**Problem to solve**
In the material below, repeat only the lines from the one that holds "blue jeans, pixel" through the final line, exactly as they stand.

**Items**
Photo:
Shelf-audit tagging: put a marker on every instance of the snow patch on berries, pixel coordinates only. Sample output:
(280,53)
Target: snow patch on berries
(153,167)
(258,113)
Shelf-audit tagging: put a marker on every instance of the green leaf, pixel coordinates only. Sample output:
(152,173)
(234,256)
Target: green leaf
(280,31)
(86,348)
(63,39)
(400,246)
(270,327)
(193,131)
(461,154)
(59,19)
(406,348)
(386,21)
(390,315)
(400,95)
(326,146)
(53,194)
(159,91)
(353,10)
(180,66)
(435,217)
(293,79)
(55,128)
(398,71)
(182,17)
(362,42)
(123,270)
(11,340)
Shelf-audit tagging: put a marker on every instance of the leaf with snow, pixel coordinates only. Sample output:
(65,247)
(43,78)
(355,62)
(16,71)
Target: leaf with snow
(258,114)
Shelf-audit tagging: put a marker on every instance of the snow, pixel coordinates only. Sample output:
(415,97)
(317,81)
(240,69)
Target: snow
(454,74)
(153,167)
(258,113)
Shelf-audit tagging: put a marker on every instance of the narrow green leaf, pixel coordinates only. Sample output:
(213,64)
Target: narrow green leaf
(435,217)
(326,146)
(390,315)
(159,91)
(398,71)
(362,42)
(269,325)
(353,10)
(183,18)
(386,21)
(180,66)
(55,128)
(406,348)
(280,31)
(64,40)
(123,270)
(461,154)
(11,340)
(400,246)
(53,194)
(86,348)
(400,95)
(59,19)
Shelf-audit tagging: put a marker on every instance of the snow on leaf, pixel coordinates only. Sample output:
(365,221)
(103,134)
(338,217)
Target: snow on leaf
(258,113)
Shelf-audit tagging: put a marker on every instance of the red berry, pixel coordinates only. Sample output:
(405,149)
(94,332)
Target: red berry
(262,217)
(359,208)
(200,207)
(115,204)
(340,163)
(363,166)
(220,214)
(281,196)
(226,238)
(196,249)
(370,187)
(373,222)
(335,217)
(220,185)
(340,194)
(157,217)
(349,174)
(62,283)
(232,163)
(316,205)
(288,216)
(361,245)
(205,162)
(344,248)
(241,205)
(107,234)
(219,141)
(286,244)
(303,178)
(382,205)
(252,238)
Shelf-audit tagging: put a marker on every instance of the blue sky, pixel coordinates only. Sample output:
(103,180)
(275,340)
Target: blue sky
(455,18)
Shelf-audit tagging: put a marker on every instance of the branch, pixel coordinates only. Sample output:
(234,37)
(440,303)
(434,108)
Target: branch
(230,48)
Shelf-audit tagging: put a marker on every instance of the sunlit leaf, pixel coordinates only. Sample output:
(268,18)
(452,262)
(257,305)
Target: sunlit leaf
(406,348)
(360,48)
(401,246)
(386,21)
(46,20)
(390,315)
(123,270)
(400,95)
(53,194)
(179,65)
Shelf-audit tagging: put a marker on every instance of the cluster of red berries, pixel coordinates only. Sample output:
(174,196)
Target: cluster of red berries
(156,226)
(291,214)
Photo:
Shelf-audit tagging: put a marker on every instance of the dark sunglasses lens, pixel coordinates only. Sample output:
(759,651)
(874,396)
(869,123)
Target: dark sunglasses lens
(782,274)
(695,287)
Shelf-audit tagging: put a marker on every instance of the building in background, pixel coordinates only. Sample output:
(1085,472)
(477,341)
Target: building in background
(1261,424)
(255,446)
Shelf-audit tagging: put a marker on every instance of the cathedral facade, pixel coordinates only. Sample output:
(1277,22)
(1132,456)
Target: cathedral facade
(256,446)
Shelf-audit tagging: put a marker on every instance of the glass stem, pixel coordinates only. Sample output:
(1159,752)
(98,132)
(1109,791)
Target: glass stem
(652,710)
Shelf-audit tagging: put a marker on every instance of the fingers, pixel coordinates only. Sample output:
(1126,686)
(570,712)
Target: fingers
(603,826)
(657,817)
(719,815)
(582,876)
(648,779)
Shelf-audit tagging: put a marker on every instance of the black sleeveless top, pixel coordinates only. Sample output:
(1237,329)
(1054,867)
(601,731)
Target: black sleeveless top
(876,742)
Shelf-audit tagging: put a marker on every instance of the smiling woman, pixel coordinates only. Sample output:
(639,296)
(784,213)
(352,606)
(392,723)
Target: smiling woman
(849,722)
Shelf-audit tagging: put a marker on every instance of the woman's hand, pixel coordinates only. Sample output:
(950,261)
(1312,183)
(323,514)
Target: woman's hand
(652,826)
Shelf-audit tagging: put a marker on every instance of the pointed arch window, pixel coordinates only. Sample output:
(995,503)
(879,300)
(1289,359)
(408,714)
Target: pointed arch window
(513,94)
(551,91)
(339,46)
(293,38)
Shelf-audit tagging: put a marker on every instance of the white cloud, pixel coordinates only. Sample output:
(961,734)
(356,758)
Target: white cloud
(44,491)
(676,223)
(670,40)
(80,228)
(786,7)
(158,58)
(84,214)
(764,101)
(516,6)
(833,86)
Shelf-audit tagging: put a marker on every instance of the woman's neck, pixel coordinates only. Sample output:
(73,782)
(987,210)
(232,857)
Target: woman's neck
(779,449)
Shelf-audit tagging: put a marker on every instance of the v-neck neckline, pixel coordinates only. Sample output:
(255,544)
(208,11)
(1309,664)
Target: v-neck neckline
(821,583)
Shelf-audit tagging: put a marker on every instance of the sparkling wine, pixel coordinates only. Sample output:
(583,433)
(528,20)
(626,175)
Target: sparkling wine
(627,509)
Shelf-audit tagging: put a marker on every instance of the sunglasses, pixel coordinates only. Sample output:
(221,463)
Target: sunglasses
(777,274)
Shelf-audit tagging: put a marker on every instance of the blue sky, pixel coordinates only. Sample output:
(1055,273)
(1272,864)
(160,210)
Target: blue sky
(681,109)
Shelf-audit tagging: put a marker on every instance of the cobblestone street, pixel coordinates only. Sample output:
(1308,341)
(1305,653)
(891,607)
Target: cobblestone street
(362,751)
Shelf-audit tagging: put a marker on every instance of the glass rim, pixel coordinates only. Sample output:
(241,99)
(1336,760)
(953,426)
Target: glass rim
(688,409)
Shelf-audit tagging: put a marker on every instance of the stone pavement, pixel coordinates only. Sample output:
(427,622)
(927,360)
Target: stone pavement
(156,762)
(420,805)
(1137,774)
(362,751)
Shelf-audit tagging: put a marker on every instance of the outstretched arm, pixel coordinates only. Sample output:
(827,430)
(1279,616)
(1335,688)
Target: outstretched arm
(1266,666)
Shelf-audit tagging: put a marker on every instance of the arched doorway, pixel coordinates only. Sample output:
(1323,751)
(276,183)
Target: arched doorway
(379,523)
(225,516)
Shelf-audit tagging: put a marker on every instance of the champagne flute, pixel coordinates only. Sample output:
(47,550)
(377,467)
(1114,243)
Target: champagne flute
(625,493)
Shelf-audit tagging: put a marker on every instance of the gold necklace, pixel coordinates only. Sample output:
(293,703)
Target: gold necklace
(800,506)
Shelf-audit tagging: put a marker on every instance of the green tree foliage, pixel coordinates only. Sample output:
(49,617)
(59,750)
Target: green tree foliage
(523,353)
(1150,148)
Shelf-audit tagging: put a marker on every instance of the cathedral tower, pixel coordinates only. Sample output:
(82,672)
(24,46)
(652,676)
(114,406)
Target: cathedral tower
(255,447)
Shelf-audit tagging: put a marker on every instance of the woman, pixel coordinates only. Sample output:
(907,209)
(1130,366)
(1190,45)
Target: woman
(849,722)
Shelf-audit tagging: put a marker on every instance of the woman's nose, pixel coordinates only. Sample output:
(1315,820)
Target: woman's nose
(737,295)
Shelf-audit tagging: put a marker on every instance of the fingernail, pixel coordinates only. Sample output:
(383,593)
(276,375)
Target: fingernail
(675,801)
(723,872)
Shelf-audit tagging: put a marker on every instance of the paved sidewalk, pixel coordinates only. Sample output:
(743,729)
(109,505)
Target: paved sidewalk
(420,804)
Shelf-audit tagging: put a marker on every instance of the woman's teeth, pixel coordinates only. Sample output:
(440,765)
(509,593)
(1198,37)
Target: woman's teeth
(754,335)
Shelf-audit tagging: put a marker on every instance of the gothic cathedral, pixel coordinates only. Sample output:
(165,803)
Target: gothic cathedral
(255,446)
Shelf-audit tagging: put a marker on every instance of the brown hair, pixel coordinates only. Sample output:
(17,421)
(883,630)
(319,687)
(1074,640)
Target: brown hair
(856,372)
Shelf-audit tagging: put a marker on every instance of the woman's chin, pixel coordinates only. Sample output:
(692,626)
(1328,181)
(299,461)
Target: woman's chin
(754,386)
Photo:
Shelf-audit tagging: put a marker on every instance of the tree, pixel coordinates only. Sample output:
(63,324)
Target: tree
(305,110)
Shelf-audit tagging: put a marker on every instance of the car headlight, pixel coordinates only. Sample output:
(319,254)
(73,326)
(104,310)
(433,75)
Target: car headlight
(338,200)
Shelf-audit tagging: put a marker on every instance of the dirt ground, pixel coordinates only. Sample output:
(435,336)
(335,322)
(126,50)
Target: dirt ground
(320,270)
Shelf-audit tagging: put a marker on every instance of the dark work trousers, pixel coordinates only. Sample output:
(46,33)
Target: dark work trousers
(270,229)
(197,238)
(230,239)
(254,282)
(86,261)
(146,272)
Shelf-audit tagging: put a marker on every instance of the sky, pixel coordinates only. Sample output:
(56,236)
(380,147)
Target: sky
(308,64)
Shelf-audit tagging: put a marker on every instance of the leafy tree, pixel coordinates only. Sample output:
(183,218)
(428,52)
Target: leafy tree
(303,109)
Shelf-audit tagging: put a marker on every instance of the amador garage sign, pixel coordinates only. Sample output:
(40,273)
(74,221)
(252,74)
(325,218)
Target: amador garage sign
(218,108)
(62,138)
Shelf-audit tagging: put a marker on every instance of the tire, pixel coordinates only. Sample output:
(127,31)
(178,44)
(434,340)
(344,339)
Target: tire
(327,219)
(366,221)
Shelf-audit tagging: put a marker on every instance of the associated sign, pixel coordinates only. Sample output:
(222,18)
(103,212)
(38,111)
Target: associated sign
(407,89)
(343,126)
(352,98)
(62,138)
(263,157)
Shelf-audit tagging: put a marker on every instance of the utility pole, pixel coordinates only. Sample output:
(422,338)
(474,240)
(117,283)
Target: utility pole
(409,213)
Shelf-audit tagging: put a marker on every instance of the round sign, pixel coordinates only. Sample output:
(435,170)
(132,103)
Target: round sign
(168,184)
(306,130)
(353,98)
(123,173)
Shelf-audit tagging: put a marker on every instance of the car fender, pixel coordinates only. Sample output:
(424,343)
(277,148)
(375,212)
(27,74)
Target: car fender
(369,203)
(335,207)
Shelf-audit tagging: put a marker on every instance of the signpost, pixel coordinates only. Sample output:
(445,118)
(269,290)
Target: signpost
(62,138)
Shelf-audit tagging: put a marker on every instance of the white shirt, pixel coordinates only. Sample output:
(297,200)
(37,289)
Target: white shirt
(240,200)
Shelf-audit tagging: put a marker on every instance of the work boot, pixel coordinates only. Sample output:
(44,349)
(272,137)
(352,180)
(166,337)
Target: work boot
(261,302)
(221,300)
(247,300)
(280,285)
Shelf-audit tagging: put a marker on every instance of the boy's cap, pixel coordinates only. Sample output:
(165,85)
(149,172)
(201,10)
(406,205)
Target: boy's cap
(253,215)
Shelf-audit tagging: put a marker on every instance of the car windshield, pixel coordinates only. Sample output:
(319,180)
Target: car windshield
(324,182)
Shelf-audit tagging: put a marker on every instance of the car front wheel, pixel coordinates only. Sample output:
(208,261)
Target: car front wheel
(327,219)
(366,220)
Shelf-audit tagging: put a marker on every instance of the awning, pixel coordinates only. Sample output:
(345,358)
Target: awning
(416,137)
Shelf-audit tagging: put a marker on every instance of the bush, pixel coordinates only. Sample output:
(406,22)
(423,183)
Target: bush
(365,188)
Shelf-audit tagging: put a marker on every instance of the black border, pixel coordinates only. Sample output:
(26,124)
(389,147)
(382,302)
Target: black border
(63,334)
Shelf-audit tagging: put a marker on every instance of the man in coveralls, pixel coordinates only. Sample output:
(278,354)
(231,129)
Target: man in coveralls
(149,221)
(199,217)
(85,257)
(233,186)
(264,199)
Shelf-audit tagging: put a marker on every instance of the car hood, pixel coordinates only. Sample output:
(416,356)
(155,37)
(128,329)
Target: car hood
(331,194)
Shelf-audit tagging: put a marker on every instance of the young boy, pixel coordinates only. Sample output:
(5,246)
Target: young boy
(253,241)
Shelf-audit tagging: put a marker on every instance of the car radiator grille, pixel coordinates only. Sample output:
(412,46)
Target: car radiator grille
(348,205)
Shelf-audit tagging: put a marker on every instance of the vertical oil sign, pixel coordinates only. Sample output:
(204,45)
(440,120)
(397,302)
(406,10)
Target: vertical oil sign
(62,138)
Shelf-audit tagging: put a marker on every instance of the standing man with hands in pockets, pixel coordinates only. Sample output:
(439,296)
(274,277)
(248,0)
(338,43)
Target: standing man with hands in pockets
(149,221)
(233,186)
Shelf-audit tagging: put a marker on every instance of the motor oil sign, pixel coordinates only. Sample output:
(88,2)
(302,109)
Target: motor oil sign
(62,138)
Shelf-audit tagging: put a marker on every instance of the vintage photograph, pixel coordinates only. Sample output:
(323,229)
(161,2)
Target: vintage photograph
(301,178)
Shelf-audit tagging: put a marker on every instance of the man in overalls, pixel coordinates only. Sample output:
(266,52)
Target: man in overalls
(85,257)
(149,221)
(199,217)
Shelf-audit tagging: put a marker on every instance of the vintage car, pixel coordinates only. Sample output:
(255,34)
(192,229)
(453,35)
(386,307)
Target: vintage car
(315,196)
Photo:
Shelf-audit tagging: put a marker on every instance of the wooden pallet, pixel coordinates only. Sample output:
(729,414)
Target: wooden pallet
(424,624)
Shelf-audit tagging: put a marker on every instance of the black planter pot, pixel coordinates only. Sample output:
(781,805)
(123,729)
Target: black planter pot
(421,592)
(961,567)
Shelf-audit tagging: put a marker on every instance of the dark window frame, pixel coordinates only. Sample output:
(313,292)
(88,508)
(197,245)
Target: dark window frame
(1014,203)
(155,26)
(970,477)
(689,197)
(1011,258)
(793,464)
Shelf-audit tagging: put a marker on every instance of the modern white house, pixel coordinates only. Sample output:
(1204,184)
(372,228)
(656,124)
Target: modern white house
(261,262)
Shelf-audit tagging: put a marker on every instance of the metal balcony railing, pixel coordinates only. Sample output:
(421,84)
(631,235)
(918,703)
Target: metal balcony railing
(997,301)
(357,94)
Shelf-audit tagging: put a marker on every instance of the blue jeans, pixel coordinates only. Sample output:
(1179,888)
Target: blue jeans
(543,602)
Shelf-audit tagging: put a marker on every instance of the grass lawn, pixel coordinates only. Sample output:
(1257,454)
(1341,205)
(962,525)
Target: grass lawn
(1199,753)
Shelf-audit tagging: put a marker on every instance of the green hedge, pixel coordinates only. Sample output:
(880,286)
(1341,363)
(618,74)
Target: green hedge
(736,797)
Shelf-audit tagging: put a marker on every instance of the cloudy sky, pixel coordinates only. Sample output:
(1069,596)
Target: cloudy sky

**Result of the task**
Shelf-audit tagging: put a marker on every instance of the blue jeans, pixel coordinates only. Sample output:
(1179,888)
Target: blue jeans
(543,602)
Shelf-audit tagging: put a marker on every instance of the grass lawn, pixel coordinates only. Sample output:
(1257,454)
(1341,205)
(962,525)
Target: grass lawn
(1199,753)
Shelf-audit tagging: put a marker on every instance of the green hedge, pixel coordinates only. Sample output:
(880,286)
(1341,363)
(618,74)
Target: green hedge
(736,797)
Shelf-audit tagging: put a marker on every instance of the cloudy sky, pixel coordinates only. Sample output:
(1069,596)
Target: cloudy sky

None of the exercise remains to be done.